* Exercise materials:

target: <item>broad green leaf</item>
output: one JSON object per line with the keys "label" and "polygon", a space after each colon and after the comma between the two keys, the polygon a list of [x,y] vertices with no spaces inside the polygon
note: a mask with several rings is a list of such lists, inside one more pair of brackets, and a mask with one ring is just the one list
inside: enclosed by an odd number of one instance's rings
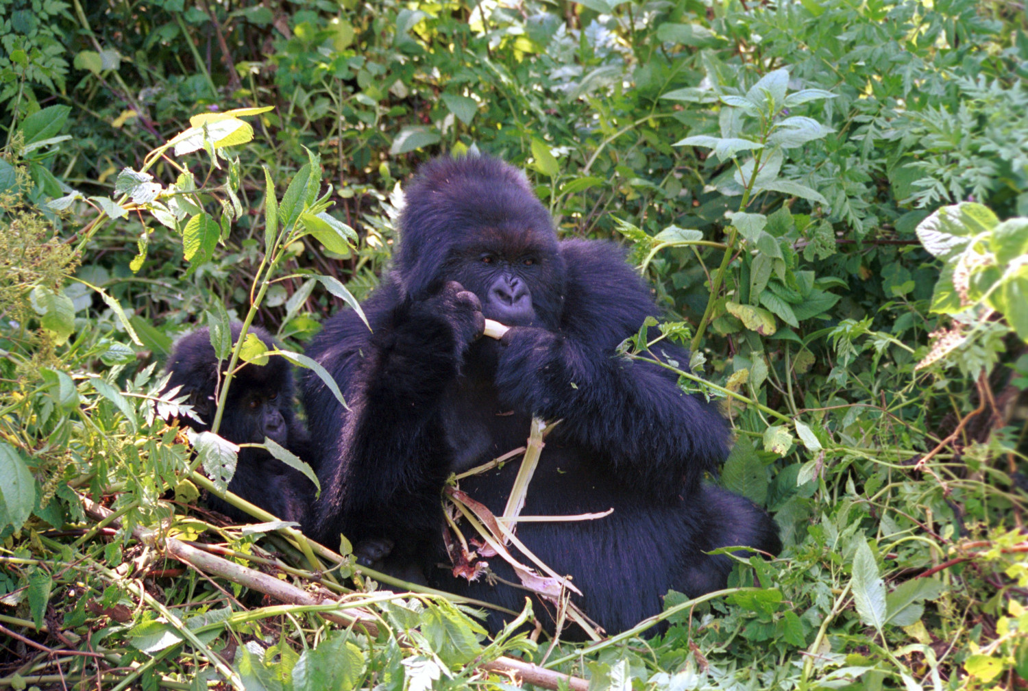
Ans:
{"label": "broad green leaf", "polygon": [[910,626],[924,614],[924,601],[938,600],[945,585],[934,578],[912,578],[885,598],[886,623]]}
{"label": "broad green leaf", "polygon": [[579,178],[578,180],[573,180],[563,187],[560,188],[560,194],[577,194],[582,190],[587,190],[590,187],[595,187],[596,185],[602,185],[603,181],[600,178]]}
{"label": "broad green leaf", "polygon": [[787,86],[788,72],[785,70],[769,72],[746,91],[746,101],[765,113],[778,111],[785,103]]}
{"label": "broad green leaf", "polygon": [[784,456],[793,448],[793,435],[785,425],[771,425],[764,430],[764,451]]}
{"label": "broad green leaf", "polygon": [[364,677],[364,653],[348,640],[348,631],[333,631],[317,648],[303,651],[293,666],[293,691],[351,691]]}
{"label": "broad green leaf", "polygon": [[800,321],[796,318],[793,306],[776,296],[774,293],[764,291],[761,293],[760,302],[762,305],[771,310],[775,316],[787,323],[790,327],[794,329],[799,328]]}
{"label": "broad green leaf", "polygon": [[190,264],[201,264],[214,254],[220,238],[218,222],[207,214],[197,214],[189,219],[182,232],[182,256]]}
{"label": "broad green leaf", "polygon": [[339,282],[338,278],[322,275],[317,275],[315,278],[321,281],[321,284],[325,286],[325,290],[353,307],[354,311],[357,312],[357,315],[361,317],[361,321],[364,322],[364,325],[371,329],[371,324],[368,323],[368,317],[364,315],[364,310],[361,309],[361,303],[358,302],[353,293],[346,290],[345,285]]}
{"label": "broad green leaf", "polygon": [[671,146],[706,147],[708,149],[713,149],[714,155],[723,161],[728,160],[729,158],[734,158],[735,154],[740,151],[764,148],[764,145],[759,142],[750,142],[749,140],[734,137],[710,137],[709,135],[694,135],[693,137],[687,137],[684,140],[675,142]]}
{"label": "broad green leaf", "polygon": [[14,447],[0,442],[0,528],[20,530],[36,504],[36,481]]}
{"label": "broad green leaf", "polygon": [[555,178],[560,174],[560,164],[550,153],[550,147],[542,140],[531,140],[531,155],[536,159],[536,169],[543,175]]}
{"label": "broad green leaf", "polygon": [[999,219],[982,204],[962,201],[943,206],[917,226],[917,239],[935,257],[948,259],[962,252],[971,238],[991,231]]}
{"label": "broad green leaf", "polygon": [[250,364],[264,367],[267,364],[268,347],[253,332],[249,332],[243,340],[243,347],[240,349],[240,359]]}
{"label": "broad green leaf", "polygon": [[989,247],[1000,266],[1028,255],[1028,219],[1011,219],[993,228]]}
{"label": "broad green leaf", "polygon": [[264,437],[264,448],[267,449],[269,454],[289,467],[299,470],[306,475],[307,478],[315,484],[318,493],[321,493],[321,483],[318,482],[318,475],[315,474],[314,469],[309,465],[301,461],[299,457],[294,455],[291,451],[289,451],[289,449],[277,444],[272,438],[268,438],[266,436]]}
{"label": "broad green leaf", "polygon": [[32,309],[39,315],[39,324],[53,339],[54,345],[64,345],[75,332],[75,303],[62,293],[54,293],[44,285],[37,285],[29,294]]}
{"label": "broad green leaf", "polygon": [[441,93],[439,98],[446,104],[447,110],[453,113],[461,122],[470,125],[478,112],[478,102],[466,95],[456,93]]}
{"label": "broad green leaf", "polygon": [[748,438],[740,437],[735,443],[722,468],[721,482],[726,490],[741,494],[756,504],[763,506],[767,501],[768,473]]}
{"label": "broad green leaf", "polygon": [[799,420],[794,420],[793,424],[796,425],[796,433],[800,435],[800,440],[803,442],[803,446],[807,448],[807,451],[821,450],[821,443],[817,440],[814,430]]}
{"label": "broad green leaf", "polygon": [[771,316],[770,312],[760,307],[729,302],[725,304],[725,309],[728,310],[729,314],[738,317],[743,327],[761,336],[771,336],[777,331],[774,317]]}
{"label": "broad green leaf", "polygon": [[766,182],[758,181],[757,184],[761,189],[768,190],[770,192],[781,192],[782,194],[800,197],[801,199],[806,199],[807,201],[816,201],[817,203],[824,205],[828,205],[829,203],[829,200],[821,196],[820,192],[811,189],[806,185],[801,185],[794,180],[771,180]]}
{"label": "broad green leaf", "polygon": [[231,482],[232,475],[235,474],[235,462],[240,455],[240,448],[214,432],[189,431],[193,448],[196,449],[196,456],[204,466],[204,472],[214,483],[214,488],[218,492],[224,492],[228,489],[228,483]]}
{"label": "broad green leaf", "polygon": [[390,147],[391,156],[399,156],[411,151],[417,151],[433,144],[438,144],[442,140],[439,132],[426,127],[404,127]]}
{"label": "broad green leaf", "polygon": [[853,604],[860,621],[882,630],[886,614],[885,581],[882,580],[868,541],[862,538],[857,538],[853,554],[852,591]]}
{"label": "broad green leaf", "polygon": [[735,212],[730,219],[732,225],[739,231],[742,237],[750,242],[756,242],[760,237],[764,226],[768,223],[768,218],[763,214],[746,214],[745,212]]}
{"label": "broad green leaf", "polygon": [[997,657],[977,653],[964,660],[964,669],[968,675],[974,675],[983,682],[991,682],[999,675],[1003,674],[1006,665]]}
{"label": "broad green leaf", "polygon": [[42,567],[36,567],[29,574],[29,612],[36,628],[42,628],[46,615],[46,604],[50,601],[53,579]]}
{"label": "broad green leaf", "polygon": [[17,130],[25,136],[25,145],[57,137],[68,121],[71,106],[49,106],[22,120]]}

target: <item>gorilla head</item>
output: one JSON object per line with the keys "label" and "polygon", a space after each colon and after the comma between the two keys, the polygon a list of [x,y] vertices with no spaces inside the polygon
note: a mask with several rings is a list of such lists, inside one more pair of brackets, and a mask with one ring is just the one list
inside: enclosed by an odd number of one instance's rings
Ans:
{"label": "gorilla head", "polygon": [[444,280],[508,325],[555,329],[565,267],[550,215],[520,170],[495,158],[439,158],[406,190],[396,274],[410,299]]}

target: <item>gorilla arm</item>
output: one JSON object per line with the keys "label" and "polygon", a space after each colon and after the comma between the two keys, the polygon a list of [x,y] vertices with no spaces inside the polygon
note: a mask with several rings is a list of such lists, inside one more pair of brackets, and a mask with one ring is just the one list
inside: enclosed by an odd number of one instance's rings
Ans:
{"label": "gorilla arm", "polygon": [[[657,312],[620,251],[571,240],[560,252],[568,267],[560,328],[505,334],[495,376],[502,399],[544,419],[562,418],[558,439],[592,450],[655,497],[695,489],[728,454],[725,421],[683,392],[673,373],[616,356],[618,344]],[[688,367],[684,349],[661,343],[655,350]]]}

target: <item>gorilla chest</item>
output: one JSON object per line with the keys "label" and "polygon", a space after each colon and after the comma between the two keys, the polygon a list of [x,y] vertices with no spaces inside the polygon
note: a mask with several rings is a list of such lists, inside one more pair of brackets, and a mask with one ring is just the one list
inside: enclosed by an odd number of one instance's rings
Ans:
{"label": "gorilla chest", "polygon": [[505,410],[491,384],[458,384],[445,396],[442,417],[453,472],[524,446],[531,421],[527,415]]}

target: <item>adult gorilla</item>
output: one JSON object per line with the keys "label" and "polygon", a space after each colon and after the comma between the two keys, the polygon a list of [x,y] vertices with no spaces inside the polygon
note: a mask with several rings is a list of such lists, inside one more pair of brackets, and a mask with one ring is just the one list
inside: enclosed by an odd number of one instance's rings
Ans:
{"label": "adult gorilla", "polygon": [[[424,166],[407,187],[400,234],[393,270],[364,304],[371,332],[342,312],[307,350],[351,407],[305,375],[311,437],[325,445],[319,537],[386,538],[393,564],[426,568],[433,585],[520,609],[523,590],[468,583],[437,567],[439,494],[451,472],[522,446],[535,415],[563,422],[522,513],[614,513],[523,523],[518,537],[557,573],[574,575],[584,592],[576,602],[608,631],[659,612],[669,588],[698,596],[723,587],[730,559],[704,551],[778,551],[765,512],[701,484],[728,453],[714,407],[683,393],[663,368],[616,356],[658,313],[616,245],[558,242],[525,177],[488,157]],[[513,329],[500,342],[480,340],[484,317]],[[661,350],[689,361],[672,345]],[[462,489],[499,513],[517,465],[466,478]],[[499,558],[491,566],[516,582]]]}

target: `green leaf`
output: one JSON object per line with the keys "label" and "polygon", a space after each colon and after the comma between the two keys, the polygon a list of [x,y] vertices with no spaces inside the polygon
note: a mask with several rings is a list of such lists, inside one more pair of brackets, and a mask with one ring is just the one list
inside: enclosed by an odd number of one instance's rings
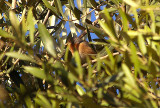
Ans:
{"label": "green leaf", "polygon": [[97,8],[97,3],[95,0],[89,0],[89,1],[94,8]]}
{"label": "green leaf", "polygon": [[133,0],[123,0],[126,4],[128,4],[128,5],[130,5],[130,6],[132,6],[132,7],[138,7],[139,5],[136,3],[136,2],[134,2]]}
{"label": "green leaf", "polygon": [[0,36],[4,37],[4,38],[10,38],[10,39],[15,39],[15,37],[11,34],[9,34],[8,32],[0,29]]}
{"label": "green leaf", "polygon": [[122,69],[123,69],[123,72],[126,76],[126,78],[128,79],[129,82],[126,82],[127,84],[133,86],[133,87],[136,87],[136,82],[131,74],[131,71],[129,70],[129,68],[127,67],[126,64],[122,64]]}
{"label": "green leaf", "polygon": [[39,69],[37,67],[31,67],[31,66],[24,66],[23,68],[25,69],[26,72],[32,74],[37,78],[46,79],[46,74],[42,69]]}
{"label": "green leaf", "polygon": [[77,63],[77,69],[78,69],[78,74],[80,76],[80,79],[83,78],[83,69],[82,69],[82,64],[81,64],[81,59],[80,59],[80,56],[79,56],[79,53],[78,51],[75,51],[74,52],[74,57],[75,57],[75,61]]}
{"label": "green leaf", "polygon": [[43,108],[52,108],[49,100],[41,94],[37,95],[37,98],[34,99],[37,104]]}
{"label": "green leaf", "polygon": [[33,107],[32,106],[31,98],[29,96],[26,96],[24,100],[25,100],[25,103],[26,103],[26,105],[27,105],[28,108]]}
{"label": "green leaf", "polygon": [[123,31],[128,31],[129,23],[128,23],[127,16],[126,16],[126,14],[122,11],[121,8],[119,9],[119,13],[120,13],[120,15],[121,15],[121,17],[122,17]]}
{"label": "green leaf", "polygon": [[85,94],[85,91],[83,90],[83,88],[80,85],[76,84],[76,89],[77,89],[77,92],[79,93],[80,96]]}
{"label": "green leaf", "polygon": [[63,13],[61,1],[60,0],[56,0],[56,1],[57,1],[58,9],[59,9],[61,15],[63,16],[63,18],[67,19],[66,16],[64,15],[64,13]]}
{"label": "green leaf", "polygon": [[58,14],[58,12],[57,12],[57,10],[56,10],[55,7],[51,6],[51,5],[48,3],[47,0],[42,0],[42,1],[43,1],[43,3],[45,4],[45,6],[46,6],[47,8],[49,8],[49,9],[51,9],[51,10],[53,11],[54,15],[59,16],[59,14]]}
{"label": "green leaf", "polygon": [[18,52],[7,52],[6,55],[9,57],[20,59],[20,60],[25,60],[25,61],[36,63],[36,61],[32,57],[26,54],[19,54]]}
{"label": "green leaf", "polygon": [[145,41],[144,41],[144,38],[142,35],[139,35],[138,36],[138,45],[140,47],[140,50],[143,54],[146,54],[147,53],[147,48],[146,48],[146,44],[145,44]]}
{"label": "green leaf", "polygon": [[16,14],[14,13],[14,11],[9,11],[9,19],[11,21],[12,26],[14,27],[17,35],[18,35],[18,39],[22,39],[22,35],[21,35],[21,31],[20,31],[20,22],[16,17]]}
{"label": "green leaf", "polygon": [[38,29],[45,48],[53,57],[56,57],[57,55],[54,46],[55,43],[53,43],[54,40],[50,37],[49,32],[47,31],[45,26],[41,23],[38,24]]}
{"label": "green leaf", "polygon": [[99,24],[101,25],[101,27],[104,29],[104,31],[109,35],[109,37],[111,38],[112,41],[117,42],[117,39],[115,38],[114,33],[111,31],[110,27],[104,23],[101,20],[98,20]]}
{"label": "green leaf", "polygon": [[31,44],[34,43],[34,32],[35,32],[35,27],[34,27],[34,17],[33,17],[33,13],[32,13],[32,9],[30,8],[28,11],[28,16],[27,16],[27,22],[28,22],[28,28],[29,28],[29,38],[30,38],[30,42]]}
{"label": "green leaf", "polygon": [[68,0],[69,6],[74,9],[75,5],[74,5],[74,0]]}

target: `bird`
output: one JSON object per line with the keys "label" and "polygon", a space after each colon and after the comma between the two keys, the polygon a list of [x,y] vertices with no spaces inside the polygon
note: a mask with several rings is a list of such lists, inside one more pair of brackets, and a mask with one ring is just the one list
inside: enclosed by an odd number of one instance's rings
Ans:
{"label": "bird", "polygon": [[92,59],[91,56],[96,55],[96,51],[91,47],[89,42],[82,40],[79,37],[71,37],[67,41],[67,45],[69,47],[72,56],[74,56],[74,52],[78,51],[81,59],[81,64],[86,63],[87,56]]}

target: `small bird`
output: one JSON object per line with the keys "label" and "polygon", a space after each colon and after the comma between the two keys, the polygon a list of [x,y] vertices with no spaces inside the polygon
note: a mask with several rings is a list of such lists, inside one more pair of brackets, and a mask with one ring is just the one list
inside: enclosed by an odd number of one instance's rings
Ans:
{"label": "small bird", "polygon": [[81,63],[86,63],[86,57],[89,56],[91,58],[92,55],[96,54],[96,51],[90,46],[87,41],[80,39],[79,37],[72,37],[68,40],[67,45],[69,45],[69,50],[74,56],[74,51],[78,51]]}

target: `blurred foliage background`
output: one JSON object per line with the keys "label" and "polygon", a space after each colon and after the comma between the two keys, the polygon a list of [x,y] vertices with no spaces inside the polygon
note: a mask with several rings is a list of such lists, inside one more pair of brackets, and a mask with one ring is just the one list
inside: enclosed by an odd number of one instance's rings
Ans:
{"label": "blurred foliage background", "polygon": [[[97,57],[71,57],[73,36]],[[0,107],[157,108],[159,42],[159,0],[1,0]]]}

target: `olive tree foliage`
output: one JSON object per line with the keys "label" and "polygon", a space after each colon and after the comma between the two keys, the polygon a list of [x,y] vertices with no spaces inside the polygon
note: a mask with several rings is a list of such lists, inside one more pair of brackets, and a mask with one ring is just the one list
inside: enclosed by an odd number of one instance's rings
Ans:
{"label": "olive tree foliage", "polygon": [[159,0],[1,0],[0,107],[156,108],[159,42]]}

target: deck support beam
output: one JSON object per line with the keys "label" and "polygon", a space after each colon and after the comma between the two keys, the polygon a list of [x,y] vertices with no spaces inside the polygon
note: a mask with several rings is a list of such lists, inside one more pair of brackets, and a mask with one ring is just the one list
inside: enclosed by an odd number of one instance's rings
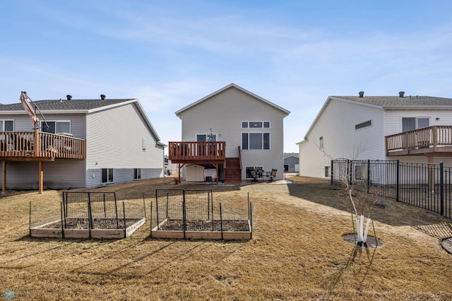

* Written problem: Select each line above that contains the word "background", with case counting, and copy those lines.

* Exercise result:
target: `blurred foliage background`
{"label": "blurred foliage background", "polygon": [[[97,57],[71,57],[73,36]],[[0,107],[157,108],[159,42],[159,0],[1,0]]]}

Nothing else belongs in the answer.